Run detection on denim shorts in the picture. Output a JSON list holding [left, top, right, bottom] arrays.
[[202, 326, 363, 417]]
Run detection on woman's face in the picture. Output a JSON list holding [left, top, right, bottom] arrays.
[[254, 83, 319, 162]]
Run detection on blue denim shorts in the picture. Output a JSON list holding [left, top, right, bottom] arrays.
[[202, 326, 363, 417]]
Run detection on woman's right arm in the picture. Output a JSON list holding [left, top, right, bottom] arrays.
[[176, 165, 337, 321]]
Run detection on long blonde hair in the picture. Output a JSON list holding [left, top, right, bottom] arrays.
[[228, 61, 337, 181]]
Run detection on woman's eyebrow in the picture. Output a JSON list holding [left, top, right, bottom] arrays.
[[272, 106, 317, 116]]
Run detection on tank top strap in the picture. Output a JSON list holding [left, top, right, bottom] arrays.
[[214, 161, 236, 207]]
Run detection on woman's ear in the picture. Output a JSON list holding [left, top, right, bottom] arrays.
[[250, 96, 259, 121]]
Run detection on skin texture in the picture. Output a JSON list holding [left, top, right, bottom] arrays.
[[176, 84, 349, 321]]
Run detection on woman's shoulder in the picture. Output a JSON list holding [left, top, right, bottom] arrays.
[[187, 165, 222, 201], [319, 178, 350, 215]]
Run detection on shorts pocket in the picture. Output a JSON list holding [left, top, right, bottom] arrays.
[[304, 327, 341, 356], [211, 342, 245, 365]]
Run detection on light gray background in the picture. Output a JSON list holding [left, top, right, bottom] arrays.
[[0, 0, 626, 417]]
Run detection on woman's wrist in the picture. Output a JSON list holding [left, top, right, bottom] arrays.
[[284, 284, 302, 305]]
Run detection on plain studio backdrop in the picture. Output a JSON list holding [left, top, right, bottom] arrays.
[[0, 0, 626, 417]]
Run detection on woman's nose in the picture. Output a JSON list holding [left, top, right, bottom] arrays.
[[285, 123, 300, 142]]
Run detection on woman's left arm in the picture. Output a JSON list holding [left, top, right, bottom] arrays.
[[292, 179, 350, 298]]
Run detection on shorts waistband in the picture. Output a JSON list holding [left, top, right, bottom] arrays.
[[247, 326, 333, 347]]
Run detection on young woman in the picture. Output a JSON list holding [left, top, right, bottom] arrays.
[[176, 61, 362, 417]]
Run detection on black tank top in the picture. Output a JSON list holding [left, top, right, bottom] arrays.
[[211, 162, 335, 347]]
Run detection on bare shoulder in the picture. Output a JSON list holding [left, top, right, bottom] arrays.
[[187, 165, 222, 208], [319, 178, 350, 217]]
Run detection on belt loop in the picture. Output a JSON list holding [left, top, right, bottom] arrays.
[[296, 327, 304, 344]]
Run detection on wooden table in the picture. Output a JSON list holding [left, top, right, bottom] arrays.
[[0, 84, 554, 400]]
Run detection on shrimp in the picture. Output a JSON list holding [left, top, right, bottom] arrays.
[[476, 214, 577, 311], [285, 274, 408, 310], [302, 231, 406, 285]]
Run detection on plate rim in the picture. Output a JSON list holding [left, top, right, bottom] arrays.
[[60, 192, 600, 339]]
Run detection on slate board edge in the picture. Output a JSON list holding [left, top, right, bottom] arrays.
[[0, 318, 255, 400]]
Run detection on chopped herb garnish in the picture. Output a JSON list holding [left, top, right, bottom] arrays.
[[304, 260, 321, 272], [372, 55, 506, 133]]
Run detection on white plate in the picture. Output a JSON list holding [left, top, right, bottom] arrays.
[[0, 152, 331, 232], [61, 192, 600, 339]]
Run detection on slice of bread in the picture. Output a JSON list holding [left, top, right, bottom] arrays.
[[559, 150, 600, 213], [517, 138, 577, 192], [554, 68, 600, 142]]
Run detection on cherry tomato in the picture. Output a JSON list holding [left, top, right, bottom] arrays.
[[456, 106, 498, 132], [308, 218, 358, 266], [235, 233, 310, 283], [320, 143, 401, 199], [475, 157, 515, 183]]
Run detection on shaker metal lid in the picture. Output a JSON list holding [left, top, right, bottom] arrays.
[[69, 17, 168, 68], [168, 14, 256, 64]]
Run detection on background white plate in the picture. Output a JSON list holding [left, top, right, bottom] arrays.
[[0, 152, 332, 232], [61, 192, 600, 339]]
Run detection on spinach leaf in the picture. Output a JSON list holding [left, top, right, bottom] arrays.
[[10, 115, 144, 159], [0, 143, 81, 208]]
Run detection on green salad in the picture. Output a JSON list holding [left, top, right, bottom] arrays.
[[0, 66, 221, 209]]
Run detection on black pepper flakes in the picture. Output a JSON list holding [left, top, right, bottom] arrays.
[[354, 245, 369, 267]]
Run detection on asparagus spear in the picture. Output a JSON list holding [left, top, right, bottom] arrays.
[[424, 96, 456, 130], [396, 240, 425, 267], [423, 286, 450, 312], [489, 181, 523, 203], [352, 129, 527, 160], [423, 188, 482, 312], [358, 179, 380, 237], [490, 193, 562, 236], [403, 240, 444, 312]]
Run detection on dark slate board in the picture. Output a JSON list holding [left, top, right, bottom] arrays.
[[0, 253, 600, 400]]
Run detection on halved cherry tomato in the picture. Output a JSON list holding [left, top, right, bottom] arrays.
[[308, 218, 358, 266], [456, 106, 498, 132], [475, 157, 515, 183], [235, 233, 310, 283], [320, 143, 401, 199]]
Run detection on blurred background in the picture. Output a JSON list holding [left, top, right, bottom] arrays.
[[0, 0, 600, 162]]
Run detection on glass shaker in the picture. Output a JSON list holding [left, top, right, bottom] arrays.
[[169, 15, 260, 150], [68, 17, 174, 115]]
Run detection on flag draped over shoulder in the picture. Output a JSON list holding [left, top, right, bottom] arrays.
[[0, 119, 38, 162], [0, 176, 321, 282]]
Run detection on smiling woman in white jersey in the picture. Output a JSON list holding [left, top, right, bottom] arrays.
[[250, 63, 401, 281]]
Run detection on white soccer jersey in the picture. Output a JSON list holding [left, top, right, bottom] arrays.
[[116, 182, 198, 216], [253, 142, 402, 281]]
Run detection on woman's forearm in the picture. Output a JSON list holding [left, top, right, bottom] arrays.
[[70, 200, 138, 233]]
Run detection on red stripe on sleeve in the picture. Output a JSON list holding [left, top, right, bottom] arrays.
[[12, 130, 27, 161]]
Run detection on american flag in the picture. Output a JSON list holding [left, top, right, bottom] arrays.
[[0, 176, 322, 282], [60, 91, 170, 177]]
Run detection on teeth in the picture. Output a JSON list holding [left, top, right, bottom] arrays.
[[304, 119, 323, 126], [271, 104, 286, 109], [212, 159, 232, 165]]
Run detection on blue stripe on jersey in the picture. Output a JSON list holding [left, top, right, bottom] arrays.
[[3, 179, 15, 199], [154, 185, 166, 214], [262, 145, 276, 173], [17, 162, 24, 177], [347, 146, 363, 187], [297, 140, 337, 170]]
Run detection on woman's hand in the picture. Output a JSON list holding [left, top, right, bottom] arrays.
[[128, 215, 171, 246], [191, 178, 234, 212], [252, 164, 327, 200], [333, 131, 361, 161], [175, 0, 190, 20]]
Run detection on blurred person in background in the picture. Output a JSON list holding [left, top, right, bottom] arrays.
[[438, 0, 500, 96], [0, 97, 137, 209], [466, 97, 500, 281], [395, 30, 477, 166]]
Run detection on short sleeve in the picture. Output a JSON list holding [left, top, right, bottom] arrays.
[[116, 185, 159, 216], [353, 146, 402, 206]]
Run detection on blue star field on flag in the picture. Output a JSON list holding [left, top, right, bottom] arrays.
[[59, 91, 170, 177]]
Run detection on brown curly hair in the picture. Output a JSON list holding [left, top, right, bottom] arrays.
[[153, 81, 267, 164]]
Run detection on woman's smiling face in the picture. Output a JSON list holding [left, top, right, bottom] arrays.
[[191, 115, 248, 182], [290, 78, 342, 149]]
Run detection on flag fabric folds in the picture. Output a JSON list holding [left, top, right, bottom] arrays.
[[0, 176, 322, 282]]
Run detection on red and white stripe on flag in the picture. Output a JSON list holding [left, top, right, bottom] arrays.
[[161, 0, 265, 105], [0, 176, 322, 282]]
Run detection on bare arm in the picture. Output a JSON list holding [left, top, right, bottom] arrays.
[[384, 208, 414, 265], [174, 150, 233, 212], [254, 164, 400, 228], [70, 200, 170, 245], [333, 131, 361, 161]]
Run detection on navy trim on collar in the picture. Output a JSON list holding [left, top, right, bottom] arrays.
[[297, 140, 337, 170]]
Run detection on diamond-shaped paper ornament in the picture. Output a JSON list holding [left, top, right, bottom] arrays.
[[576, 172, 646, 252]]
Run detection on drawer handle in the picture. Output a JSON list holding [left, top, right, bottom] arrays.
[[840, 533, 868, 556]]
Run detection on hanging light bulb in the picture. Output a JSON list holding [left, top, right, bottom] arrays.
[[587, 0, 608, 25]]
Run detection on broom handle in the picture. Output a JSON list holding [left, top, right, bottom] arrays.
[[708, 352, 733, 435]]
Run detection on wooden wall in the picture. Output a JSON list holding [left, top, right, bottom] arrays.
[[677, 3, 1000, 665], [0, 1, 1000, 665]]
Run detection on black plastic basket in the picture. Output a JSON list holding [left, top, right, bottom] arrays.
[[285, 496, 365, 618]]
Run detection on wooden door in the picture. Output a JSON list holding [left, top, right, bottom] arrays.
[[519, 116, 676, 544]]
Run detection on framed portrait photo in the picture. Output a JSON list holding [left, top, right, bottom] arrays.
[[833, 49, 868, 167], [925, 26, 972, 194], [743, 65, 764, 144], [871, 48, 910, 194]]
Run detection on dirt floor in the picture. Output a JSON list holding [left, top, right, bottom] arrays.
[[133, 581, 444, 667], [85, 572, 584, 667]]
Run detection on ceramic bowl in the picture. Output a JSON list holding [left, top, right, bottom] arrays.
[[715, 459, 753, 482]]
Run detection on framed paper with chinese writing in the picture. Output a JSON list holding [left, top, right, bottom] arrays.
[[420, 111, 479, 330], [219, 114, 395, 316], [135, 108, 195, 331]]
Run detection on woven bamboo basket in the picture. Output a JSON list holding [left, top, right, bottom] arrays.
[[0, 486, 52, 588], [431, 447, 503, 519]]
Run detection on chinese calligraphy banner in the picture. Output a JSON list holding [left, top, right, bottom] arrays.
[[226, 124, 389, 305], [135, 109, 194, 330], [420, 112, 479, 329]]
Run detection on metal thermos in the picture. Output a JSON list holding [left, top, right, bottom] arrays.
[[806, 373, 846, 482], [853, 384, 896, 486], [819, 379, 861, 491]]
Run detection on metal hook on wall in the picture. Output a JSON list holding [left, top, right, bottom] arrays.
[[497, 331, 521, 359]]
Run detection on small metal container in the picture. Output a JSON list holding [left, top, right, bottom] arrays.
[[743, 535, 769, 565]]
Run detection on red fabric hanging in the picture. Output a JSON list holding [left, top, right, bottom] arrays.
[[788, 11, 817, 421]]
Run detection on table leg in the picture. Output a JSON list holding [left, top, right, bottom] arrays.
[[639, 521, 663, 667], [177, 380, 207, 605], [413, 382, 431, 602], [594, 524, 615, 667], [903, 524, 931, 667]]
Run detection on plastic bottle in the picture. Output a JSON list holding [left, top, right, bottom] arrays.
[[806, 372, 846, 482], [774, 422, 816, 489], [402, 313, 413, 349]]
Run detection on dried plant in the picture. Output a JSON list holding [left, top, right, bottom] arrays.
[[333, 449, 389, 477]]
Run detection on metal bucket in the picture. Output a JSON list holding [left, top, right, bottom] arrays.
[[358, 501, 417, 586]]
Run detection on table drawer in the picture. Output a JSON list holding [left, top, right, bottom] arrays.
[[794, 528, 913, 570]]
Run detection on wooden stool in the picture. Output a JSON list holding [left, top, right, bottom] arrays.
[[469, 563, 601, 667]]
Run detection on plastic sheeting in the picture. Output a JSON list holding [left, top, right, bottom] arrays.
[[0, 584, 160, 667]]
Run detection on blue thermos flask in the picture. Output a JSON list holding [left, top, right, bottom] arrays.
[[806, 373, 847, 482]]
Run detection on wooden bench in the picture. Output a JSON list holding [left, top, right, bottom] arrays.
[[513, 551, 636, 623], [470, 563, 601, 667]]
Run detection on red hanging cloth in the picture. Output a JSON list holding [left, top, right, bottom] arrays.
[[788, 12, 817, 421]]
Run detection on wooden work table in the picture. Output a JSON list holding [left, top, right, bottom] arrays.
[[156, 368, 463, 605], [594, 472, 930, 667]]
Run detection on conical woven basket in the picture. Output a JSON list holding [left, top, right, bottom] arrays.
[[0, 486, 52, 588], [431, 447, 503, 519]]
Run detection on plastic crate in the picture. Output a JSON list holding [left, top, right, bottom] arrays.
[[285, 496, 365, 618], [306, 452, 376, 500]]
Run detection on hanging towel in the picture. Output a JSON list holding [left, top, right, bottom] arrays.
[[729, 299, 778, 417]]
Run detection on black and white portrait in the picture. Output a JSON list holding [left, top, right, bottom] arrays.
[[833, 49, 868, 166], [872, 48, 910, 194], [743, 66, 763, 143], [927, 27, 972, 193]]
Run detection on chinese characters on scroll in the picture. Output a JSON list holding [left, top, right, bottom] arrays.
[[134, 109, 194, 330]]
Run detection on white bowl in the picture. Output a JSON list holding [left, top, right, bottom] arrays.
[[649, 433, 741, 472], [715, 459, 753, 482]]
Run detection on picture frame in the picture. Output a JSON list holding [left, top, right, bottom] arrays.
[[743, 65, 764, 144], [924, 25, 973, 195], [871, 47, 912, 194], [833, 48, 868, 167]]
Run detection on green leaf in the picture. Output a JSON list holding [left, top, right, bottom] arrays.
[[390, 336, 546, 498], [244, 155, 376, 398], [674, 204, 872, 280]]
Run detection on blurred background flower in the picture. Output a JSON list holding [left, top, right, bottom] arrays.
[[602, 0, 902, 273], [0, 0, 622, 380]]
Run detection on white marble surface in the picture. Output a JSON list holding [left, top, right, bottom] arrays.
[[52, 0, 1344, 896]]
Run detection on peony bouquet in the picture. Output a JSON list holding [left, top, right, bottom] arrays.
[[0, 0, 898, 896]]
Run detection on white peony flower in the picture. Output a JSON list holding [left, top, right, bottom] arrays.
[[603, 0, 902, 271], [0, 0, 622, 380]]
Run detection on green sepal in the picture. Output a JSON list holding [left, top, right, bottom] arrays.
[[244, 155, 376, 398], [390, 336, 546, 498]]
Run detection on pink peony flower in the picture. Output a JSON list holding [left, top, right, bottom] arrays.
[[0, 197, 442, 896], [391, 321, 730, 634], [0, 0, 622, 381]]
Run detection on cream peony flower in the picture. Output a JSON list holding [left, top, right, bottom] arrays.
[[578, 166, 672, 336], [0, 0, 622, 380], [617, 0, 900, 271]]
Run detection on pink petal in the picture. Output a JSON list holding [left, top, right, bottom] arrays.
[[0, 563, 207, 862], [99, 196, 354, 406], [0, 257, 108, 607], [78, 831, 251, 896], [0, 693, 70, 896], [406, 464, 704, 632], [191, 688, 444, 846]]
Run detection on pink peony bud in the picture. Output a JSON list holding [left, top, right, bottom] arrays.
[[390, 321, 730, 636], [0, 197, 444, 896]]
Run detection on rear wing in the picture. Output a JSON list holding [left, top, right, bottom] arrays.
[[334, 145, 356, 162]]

-*-

> Challenge:
Copy out the rows from the line with "Run detection on shorts waistband" to the line with "[[296, 327, 304, 344]]", putting "camisole" in place of "tank top" and keeping everything else the same.

> Solution:
Run detection on shorts waistband in the picture. Output a JSON list holding [left, top, right, bottom] arrays.
[[247, 326, 333, 347]]
Run detection on young woman in the picture. Output a JSON list holding [left, top, right, bottom] arrays.
[[176, 61, 362, 417]]
Run detection on black camisole in the picture. Output a JSON list holding [left, top, right, bottom] arrays.
[[211, 162, 335, 347]]
Run detection on bare shoulder in the picture. Output a JSON list holding [left, top, right, bottom] arrays.
[[187, 165, 222, 208], [319, 178, 350, 217]]
Run detection on belt loop in the picture. Output a JSON list holding [left, top, right, bottom] arrays.
[[296, 327, 304, 344]]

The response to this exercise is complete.